*** Material supplied Section Begins ***

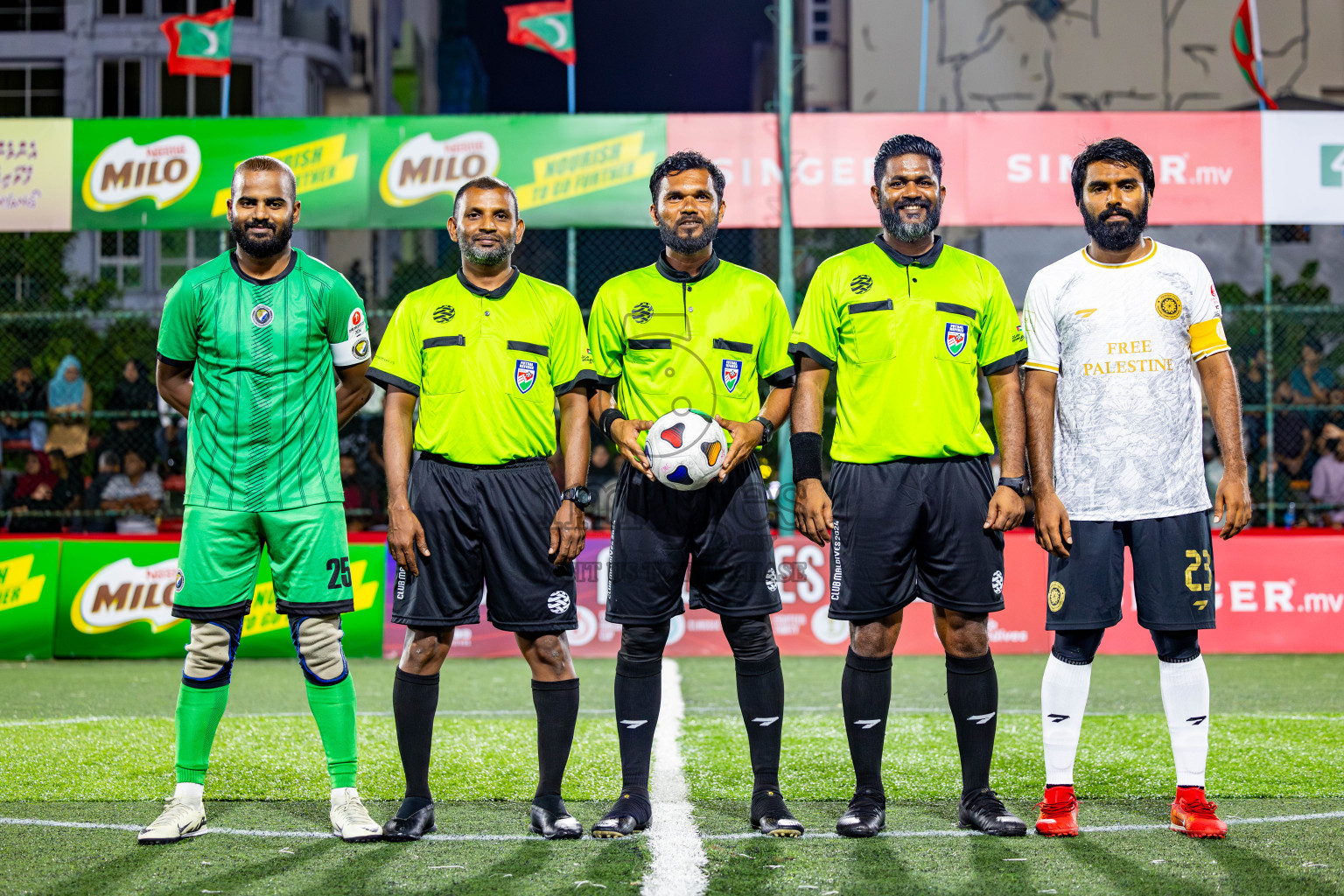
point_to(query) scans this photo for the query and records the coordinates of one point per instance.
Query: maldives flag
(200, 45)
(546, 25)
(1246, 49)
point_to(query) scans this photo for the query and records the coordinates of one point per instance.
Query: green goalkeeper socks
(333, 710)
(198, 717)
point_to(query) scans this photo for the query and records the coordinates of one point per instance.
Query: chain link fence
(1289, 355)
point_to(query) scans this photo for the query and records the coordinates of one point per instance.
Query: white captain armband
(355, 348)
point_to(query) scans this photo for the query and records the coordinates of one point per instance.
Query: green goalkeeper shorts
(220, 551)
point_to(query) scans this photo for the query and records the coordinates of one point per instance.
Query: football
(686, 449)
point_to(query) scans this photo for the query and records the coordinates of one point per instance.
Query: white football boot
(183, 816)
(350, 818)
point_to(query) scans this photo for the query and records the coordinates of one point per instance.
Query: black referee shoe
(983, 810)
(631, 813)
(772, 817)
(865, 816)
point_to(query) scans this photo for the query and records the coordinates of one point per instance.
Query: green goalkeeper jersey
(262, 424)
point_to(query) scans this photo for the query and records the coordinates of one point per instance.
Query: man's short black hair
(1116, 150)
(905, 145)
(686, 160)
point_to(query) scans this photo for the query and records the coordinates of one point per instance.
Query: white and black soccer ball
(686, 449)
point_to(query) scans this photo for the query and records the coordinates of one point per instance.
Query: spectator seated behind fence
(34, 499)
(69, 402)
(23, 396)
(135, 393)
(1328, 476)
(109, 465)
(359, 496)
(136, 488)
(1312, 379)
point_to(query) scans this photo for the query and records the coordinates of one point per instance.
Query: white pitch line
(677, 860)
(318, 835)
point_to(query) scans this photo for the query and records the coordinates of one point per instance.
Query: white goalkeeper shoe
(351, 820)
(180, 818)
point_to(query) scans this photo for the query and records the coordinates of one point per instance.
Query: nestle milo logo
(164, 171)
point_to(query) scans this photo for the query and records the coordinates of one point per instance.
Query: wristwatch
(769, 429)
(579, 494)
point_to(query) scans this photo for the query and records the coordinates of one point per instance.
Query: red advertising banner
(1276, 592)
(1000, 168)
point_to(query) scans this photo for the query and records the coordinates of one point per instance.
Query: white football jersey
(1128, 404)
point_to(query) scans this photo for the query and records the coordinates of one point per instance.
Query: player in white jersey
(1121, 336)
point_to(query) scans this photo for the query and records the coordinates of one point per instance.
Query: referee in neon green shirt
(692, 331)
(907, 324)
(486, 354)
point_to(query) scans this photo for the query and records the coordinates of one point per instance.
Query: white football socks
(1186, 700)
(188, 793)
(1063, 699)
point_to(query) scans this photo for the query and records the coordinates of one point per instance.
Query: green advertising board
(27, 597)
(168, 173)
(566, 170)
(116, 601)
(388, 172)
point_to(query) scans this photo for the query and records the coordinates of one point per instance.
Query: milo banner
(165, 173)
(1276, 592)
(115, 599)
(27, 598)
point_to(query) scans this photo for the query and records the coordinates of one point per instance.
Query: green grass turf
(1277, 728)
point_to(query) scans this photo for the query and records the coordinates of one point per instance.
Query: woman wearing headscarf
(135, 393)
(69, 401)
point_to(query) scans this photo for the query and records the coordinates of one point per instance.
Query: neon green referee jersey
(262, 433)
(672, 340)
(486, 366)
(906, 339)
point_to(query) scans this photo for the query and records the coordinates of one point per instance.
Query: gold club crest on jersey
(1168, 305)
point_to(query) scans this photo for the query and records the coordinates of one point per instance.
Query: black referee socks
(973, 697)
(414, 704)
(639, 696)
(761, 699)
(556, 710)
(865, 695)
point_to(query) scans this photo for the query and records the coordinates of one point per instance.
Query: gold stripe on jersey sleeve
(1208, 338)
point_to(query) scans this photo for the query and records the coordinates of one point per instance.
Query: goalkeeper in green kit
(266, 348)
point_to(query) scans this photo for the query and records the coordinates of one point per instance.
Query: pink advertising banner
(1000, 168)
(1274, 592)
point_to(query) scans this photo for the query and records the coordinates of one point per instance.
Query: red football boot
(1058, 813)
(1194, 816)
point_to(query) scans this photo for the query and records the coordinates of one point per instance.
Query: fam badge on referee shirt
(524, 375)
(955, 336)
(732, 374)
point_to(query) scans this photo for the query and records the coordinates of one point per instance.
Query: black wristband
(807, 456)
(609, 416)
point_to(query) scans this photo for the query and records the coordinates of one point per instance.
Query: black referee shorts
(492, 524)
(722, 528)
(1173, 574)
(914, 528)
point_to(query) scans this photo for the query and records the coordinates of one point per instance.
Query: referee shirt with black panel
(486, 366)
(674, 340)
(906, 338)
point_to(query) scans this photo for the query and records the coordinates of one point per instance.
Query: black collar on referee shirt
(269, 281)
(918, 261)
(499, 291)
(682, 277)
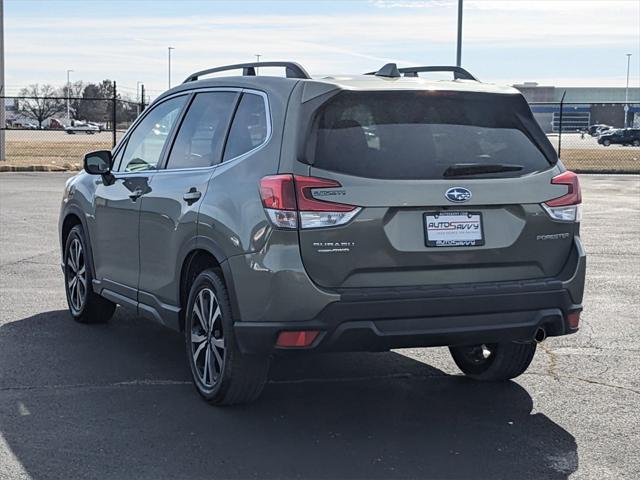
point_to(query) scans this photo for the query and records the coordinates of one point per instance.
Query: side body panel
(114, 232)
(167, 223)
(231, 214)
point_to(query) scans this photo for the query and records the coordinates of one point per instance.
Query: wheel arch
(74, 216)
(202, 254)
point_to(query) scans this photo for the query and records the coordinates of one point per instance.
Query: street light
(169, 50)
(459, 49)
(68, 97)
(626, 94)
(138, 83)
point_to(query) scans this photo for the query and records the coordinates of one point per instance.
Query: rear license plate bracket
(453, 229)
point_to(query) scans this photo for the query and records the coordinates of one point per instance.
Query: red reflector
(277, 192)
(574, 319)
(297, 338)
(573, 195)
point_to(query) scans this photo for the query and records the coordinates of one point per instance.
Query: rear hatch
(448, 188)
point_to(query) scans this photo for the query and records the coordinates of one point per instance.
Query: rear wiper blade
(462, 169)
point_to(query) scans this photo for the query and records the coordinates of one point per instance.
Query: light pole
(138, 83)
(626, 94)
(2, 89)
(459, 49)
(68, 97)
(169, 50)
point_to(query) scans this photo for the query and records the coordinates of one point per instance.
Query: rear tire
(494, 362)
(221, 373)
(85, 305)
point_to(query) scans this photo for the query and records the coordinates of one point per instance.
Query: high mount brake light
(568, 207)
(288, 199)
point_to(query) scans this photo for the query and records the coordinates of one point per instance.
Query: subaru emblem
(458, 194)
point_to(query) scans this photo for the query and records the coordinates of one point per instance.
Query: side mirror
(98, 163)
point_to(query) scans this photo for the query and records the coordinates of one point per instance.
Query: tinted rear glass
(419, 135)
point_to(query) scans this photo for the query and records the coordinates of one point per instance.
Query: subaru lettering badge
(458, 194)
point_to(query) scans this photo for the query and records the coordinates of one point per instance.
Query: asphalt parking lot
(115, 401)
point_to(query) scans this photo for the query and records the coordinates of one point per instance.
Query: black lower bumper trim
(375, 325)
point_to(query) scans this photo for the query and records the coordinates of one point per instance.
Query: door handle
(192, 196)
(136, 194)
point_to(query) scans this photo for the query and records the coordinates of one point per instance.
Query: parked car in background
(264, 215)
(622, 136)
(81, 127)
(602, 129)
(593, 129)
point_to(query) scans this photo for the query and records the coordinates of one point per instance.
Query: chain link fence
(602, 137)
(57, 131)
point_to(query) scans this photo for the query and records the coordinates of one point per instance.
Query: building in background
(584, 106)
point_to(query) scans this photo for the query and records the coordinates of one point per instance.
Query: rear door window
(146, 142)
(419, 135)
(250, 126)
(200, 140)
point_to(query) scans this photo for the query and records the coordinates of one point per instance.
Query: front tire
(221, 373)
(84, 304)
(494, 362)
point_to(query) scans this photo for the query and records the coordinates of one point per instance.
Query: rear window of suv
(421, 134)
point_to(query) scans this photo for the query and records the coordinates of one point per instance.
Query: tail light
(568, 207)
(288, 199)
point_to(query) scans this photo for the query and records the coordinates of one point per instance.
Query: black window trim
(267, 138)
(125, 139)
(162, 163)
(165, 157)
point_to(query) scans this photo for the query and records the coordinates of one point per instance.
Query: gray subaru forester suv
(261, 215)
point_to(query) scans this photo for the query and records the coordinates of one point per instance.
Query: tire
(85, 305)
(221, 373)
(506, 360)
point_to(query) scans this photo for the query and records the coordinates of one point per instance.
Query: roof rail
(459, 73)
(292, 69)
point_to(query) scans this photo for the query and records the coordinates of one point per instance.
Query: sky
(552, 42)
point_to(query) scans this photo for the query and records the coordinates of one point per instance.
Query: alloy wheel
(76, 276)
(207, 338)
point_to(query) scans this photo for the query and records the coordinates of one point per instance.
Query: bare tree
(74, 94)
(40, 102)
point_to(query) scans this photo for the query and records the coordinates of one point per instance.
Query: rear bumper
(376, 325)
(376, 319)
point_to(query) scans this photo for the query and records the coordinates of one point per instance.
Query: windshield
(422, 134)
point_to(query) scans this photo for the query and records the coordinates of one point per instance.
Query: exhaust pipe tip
(540, 334)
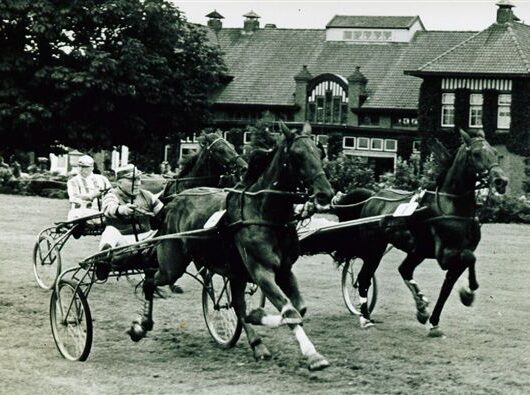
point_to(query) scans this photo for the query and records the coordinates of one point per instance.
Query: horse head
(484, 159)
(214, 146)
(304, 161)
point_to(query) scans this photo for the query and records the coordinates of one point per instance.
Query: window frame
(353, 146)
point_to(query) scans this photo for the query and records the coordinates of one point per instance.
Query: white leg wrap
(306, 346)
(272, 321)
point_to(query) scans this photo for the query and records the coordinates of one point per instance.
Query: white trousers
(76, 213)
(113, 238)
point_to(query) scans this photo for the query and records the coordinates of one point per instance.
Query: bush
(505, 209)
(349, 172)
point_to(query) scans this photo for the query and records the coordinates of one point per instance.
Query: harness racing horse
(256, 242)
(217, 164)
(446, 229)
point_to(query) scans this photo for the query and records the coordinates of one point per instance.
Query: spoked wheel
(46, 262)
(350, 288)
(71, 321)
(220, 316)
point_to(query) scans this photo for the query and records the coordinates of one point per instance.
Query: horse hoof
(366, 322)
(422, 316)
(176, 289)
(261, 353)
(435, 331)
(291, 317)
(136, 332)
(466, 297)
(255, 317)
(317, 362)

*** Material supplied Section Ends ***

● **What the exercise asks**: The answer must be exactly the lines from the one containing "Query: window frame" through the final line of the data, both ends included, and nothing else.

● **Written response**:
Query: window frame
(353, 146)
point_to(query) scans this photo for the query and records the coordinates of one point per instance.
Query: white leg wrap
(306, 346)
(272, 321)
point_to(query) scans this photo for the query and records the coordinates of one point per instance.
Query: white trousers
(76, 213)
(113, 238)
point_to(query) scans this photo for the query and records the coordinates of one point per instance.
Query: bush
(505, 209)
(349, 172)
point_to(query) scans this photo for the query and records the coordinates of one point per instance.
Query: harness racing horse
(256, 242)
(217, 164)
(446, 229)
point_to(query) scans this photo for the query and records the coordinates of one point per instance.
Query: spoked wheel
(46, 262)
(350, 288)
(71, 321)
(220, 316)
point_to(query) scans this photo for the query and records the coordinates of one point per instance.
Query: horse hoof
(366, 322)
(422, 316)
(176, 289)
(261, 353)
(435, 331)
(291, 317)
(136, 332)
(466, 297)
(255, 317)
(317, 362)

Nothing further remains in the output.